Kata-kata ini memberi kesan perempuan yang diperkosa itu “kotor”, obyek seks.
Sementara laki-laki yang memperkosa tetap “bersih”, malahan “gagah” dan berada pada
posisi yang lebih tinggi karena bisa menundukkan perempuan dan dilayani hasrat seksualnya.
Penelitian Bungin (2003) pada tahun 1995 dan 2002 menunjukkan hampir semua
media massa pernah menggunakan erotisme sebagai salah satu pemberitaan mereka.
Untuk meningkatkan tirasnya, tidak jarang pemberitaan media massa menggunakan
perempuan sebagai salah satu obyek eksploitasi yang memiliki resiko paling ringan.
Dikatakan paling ringan karena kontrol sosial yang semakin menurun, sementara pemerintah
tidak berbuat banyak karena kesulitan untuk menegakkan piranti hukum. Padahal,
ini bukan saja persoalan eksploitasi perempuan, namun merupakan persoalan yang
lebih besar lagi yaitu tindakan pengabaian norma dan moral agama serta
masyarakat. Pemberitaan media massa juga turut mengembangkan tindak kekerasan
pada perempuan, ketika memberitakan kasus-kasus yang berkaitan dengan kekerasan
seksual, seperti perkosaan, perselingkuhan, pelacuran, perdagangan wanita.

**KUTIPAN DATA:**
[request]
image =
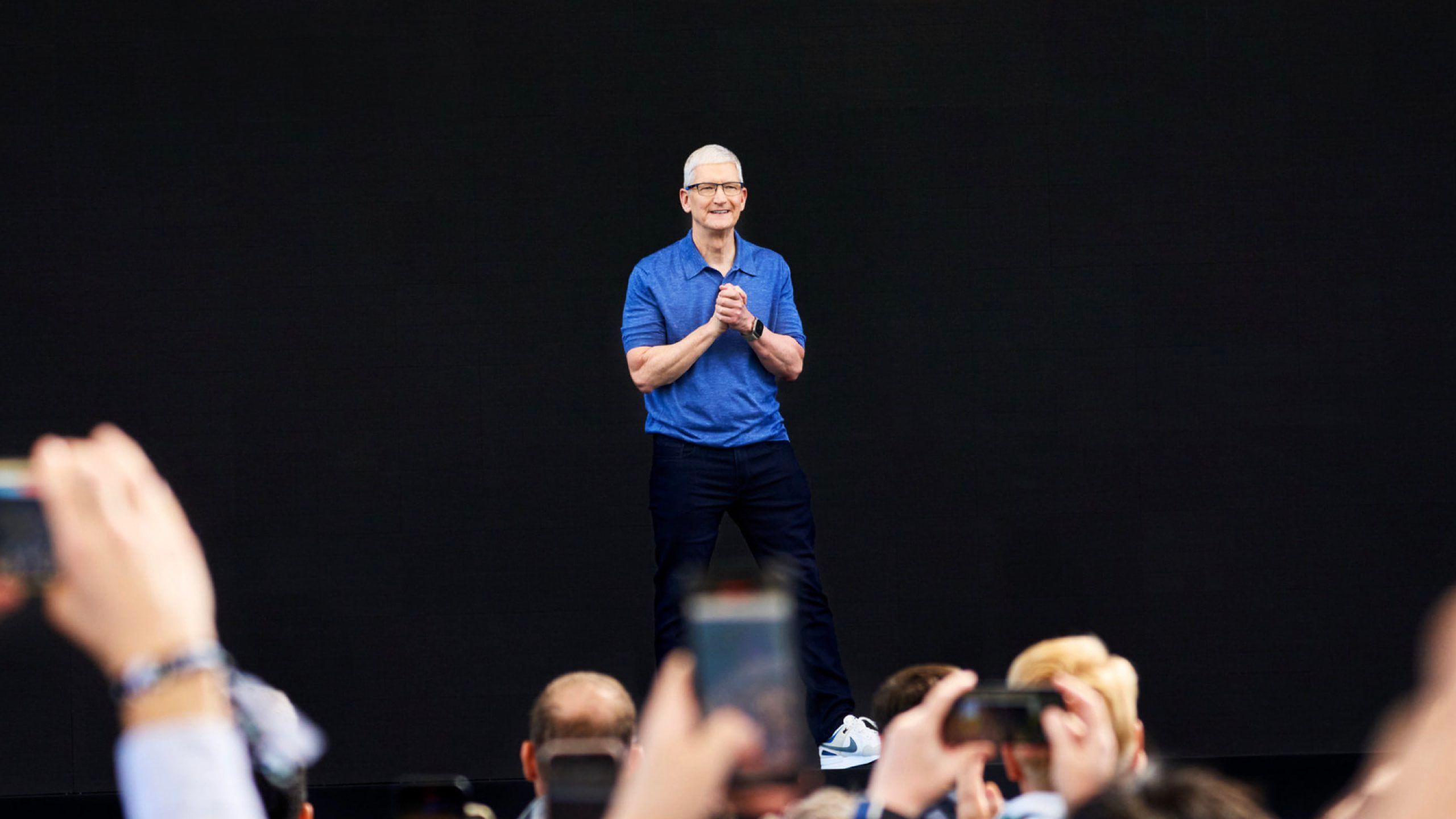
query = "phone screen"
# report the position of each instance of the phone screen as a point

**TUJUAN TUGAS:**
1. Ubah "laki-laki" menjadi "pria" pada bagian teks tentang perempuan dalam pemberitaan media yang dimulai dengan kata-kata "Kata-kata ini memberi" dan berakhir dengan "dilayani hasrat seksualnya.", lalu tuliskan bagian itu.
2. Lanjutkan teks tentang perempuan dalam pemberitaan media mulai dari setelah kalimat terakhirnya.

**JAWABAN:**
1.
Kata-kata ini memberi kesan perempuan yang diperkosa itu “kotor”, obyek seks.
Sementara pria yang memperkosa tetap “bersih”, malahan “gagah” dan berada pada
posisi yang lebih tinggi karena bisa menundukkan perempuan dan dilayani hasrat seksualnya.

2.
Untuk memuaskan keingintahuan publik, tidak jarang media massa mengupas secara
detail identitas para korban bahkan lengkap dengan alamat tempat tinggalnya,
ditayangkan secara visual,
diwawancarai dengan pertanyaan-pertanyaan yang
mengingatkan korban terhadap peristiwa yang pernah dialaminya namun tak ingin
diingatnya lagi. Tak pelak, wartawan maupun warga masyarakat yang menaruh
simpati berbondong-bondong mendatangi rumah korban tanpa memperhatikan kondisi
korban yang masih trauma atau tertekan dengan peristiwa yang dialaminya, maupun
kondisi keluarga korban yang malu dengan aib yang menimpa anggota keluarganya.
Dalam hal ini, korban akhirnya menderita tindak kekerasan ganda, yaitu dari
pelaku maupun dari media massa.
Ketiga, film yang ditayangkan televisi maupun ceritera
pendek dan ceritera bersambung serta kisah nyata yang dimuat di media cetak,
tidak jarang menonjolkan erotisme secara vulgar. Tidak jarang film tersebut
ditayangkan saat anak-anak masih belum tidur. Misalnya film-film India,
film-film barat atau film komedi yang dibumbui seks seperti film-film serial
Dono-Kasino yang hingga kini masih ditayangkan stasiun televisi swasta pada
siang, sore atau malam hari di bawah jam 21.00. Simak pula tabloid, majalah maupun
koran harian yang memuat gambar-gambar sensual, dengan mudah dapat dibeli dari
penjual koran di pinggir jalan.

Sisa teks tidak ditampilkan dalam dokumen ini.